* STATED GOAL 1 *
Reproduce the rows from the line containing "point: navy blue" through the last row, with "innermost" changed to "central" wherever it occurs and nothing else altered.
+++ TEXT EXTRACT
Making more money? Some of Michigan's per-capita income gains among best in U.S., report shows


Nov 26, 2012 (Detroit Free Press - McClatchy-Tribune Information Services via COMTEX) -- Michigan's metropolitan areas recorded some of the best percentage gains in per-capita personal income of any urban areas in the U.S. in 2011, according to new government data reported today.



The Monroe metro area saw its per-capita personal income rise 3.3% in 2011 from the year before, the 17th-best showing of any of the 366 metropolitan areas in the U.S.

Metro Detroit saw its per-capita personal income rise 2.9% and the Ann Arbor and Bay City metro areas saw their income rise 2.7%.


For a state so accustomed to bad economic news, the brisk rise in personal incomes struck many as worth celebrating.

"When was the last time that Michigan could brag that we had nine metros in the top 65, with Monroe in the top 20, and Detroit, Ann Arbor and Bay City in the top 40 " said Kurt Metzger, a demographer and director of the nonprofit group Data Driven Detroit.
++++++
+++ INFORMATION GIVEN
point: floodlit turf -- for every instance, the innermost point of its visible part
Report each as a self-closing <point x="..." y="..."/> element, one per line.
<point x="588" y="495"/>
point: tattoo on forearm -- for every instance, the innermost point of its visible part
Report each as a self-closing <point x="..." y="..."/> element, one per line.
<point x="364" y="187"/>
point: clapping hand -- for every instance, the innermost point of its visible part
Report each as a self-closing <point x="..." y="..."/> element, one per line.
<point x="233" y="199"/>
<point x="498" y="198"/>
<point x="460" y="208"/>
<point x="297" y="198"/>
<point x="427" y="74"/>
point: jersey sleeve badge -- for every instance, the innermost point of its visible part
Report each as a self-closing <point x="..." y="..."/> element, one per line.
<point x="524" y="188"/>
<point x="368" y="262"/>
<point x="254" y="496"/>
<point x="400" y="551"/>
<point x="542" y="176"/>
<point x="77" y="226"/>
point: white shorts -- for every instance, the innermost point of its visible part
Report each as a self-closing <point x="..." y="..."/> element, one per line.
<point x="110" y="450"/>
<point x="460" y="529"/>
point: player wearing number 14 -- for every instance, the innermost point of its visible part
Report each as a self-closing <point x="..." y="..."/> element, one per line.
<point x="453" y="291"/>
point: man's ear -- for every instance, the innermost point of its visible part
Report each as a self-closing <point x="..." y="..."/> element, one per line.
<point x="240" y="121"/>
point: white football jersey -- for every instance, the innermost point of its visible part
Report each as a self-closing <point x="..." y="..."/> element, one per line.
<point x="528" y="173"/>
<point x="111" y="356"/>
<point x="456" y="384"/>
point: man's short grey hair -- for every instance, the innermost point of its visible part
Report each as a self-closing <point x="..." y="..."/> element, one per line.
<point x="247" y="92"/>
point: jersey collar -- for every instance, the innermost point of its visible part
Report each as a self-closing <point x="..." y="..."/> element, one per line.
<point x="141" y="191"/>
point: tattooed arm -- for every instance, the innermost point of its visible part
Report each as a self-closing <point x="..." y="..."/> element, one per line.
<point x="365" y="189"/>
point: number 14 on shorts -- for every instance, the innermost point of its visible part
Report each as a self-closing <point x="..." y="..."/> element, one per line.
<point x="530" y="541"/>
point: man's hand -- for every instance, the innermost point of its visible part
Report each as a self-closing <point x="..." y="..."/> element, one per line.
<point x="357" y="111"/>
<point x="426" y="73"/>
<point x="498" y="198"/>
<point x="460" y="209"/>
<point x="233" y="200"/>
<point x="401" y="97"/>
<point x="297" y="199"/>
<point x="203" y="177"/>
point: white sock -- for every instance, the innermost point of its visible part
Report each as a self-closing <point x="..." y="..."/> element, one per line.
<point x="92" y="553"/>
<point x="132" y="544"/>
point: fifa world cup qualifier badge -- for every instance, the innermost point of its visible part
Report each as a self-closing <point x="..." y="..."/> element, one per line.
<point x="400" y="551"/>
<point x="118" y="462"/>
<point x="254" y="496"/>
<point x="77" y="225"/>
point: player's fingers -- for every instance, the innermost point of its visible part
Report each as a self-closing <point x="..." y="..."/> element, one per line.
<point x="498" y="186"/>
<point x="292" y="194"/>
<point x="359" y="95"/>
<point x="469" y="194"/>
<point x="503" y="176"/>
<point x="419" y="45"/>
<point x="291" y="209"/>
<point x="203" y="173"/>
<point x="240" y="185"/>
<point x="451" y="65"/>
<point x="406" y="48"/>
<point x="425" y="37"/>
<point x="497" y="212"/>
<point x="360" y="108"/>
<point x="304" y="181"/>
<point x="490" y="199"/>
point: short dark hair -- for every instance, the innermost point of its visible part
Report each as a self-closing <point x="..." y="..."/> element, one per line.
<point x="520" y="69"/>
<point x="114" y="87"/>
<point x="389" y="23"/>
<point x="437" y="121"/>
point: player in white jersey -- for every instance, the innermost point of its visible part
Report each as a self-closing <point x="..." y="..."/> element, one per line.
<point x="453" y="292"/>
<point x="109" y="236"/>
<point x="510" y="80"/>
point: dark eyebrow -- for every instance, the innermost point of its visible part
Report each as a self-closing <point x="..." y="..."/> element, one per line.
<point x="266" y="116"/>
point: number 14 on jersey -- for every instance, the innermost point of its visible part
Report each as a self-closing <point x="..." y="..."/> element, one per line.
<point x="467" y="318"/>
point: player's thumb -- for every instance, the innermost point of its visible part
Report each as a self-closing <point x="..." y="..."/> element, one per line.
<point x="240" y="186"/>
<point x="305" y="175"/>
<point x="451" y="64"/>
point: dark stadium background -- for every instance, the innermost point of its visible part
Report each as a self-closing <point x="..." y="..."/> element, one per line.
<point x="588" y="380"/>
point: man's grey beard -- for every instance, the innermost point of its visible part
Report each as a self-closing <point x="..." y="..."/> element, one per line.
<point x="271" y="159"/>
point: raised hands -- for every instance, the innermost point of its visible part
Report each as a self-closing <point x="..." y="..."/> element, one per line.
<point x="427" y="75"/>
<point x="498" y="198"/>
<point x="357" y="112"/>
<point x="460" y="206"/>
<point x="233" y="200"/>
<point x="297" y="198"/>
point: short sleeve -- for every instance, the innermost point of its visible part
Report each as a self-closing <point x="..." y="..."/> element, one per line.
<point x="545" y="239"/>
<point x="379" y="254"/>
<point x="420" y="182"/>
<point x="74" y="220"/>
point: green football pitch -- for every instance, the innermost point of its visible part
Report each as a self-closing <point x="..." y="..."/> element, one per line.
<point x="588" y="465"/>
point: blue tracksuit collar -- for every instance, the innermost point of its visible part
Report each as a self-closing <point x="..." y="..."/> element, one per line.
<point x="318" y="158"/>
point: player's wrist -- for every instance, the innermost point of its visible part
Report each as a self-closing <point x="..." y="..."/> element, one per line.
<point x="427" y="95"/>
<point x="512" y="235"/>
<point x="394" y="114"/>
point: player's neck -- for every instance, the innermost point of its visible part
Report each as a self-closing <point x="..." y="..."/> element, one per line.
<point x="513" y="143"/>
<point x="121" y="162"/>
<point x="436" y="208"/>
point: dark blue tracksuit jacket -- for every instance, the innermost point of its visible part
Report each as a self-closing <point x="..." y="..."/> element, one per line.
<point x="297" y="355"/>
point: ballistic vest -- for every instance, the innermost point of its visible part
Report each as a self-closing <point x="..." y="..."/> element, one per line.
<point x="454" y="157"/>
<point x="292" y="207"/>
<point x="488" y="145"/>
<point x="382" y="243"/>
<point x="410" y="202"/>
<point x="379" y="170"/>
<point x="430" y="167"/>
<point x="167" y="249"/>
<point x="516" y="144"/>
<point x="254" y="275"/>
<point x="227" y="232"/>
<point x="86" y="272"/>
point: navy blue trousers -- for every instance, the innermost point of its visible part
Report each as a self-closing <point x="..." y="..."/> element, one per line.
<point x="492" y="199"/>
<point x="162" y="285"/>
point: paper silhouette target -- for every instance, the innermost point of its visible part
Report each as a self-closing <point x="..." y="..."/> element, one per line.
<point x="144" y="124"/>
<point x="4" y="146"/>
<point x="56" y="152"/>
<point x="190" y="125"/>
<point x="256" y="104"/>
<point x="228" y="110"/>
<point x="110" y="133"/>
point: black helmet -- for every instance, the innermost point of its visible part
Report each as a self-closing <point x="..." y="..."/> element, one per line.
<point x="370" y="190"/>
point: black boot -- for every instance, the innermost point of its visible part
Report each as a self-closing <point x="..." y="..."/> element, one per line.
++++++
* STATED GOAL 2 *
List every Michigan metro area named in the income report.

* ANSWER 1 *
point: navy blue trousers -- for every instance, the central point of its visible part
Report each as a self-closing <point x="..." y="..."/> element, one per line.
<point x="492" y="199"/>
<point x="162" y="285"/>
point: paper silhouette target -- for every instance, the central point of its visible part
Report each as a self-closing <point x="..." y="..."/> element, one per line.
<point x="144" y="124"/>
<point x="4" y="146"/>
<point x="56" y="152"/>
<point x="190" y="125"/>
<point x="256" y="104"/>
<point x="228" y="110"/>
<point x="110" y="133"/>
point: black helmet -- for every instance, the central point of its visible part
Report each as a self-closing <point x="..." y="..."/> element, one per line.
<point x="370" y="190"/>
point: black boot -- for every instance, the central point of its visible part
Report each as a self-closing <point x="..." y="..."/> element, one per line.

* ANSWER 2 *
Monroe
Detroit
Ann Arbor
Bay City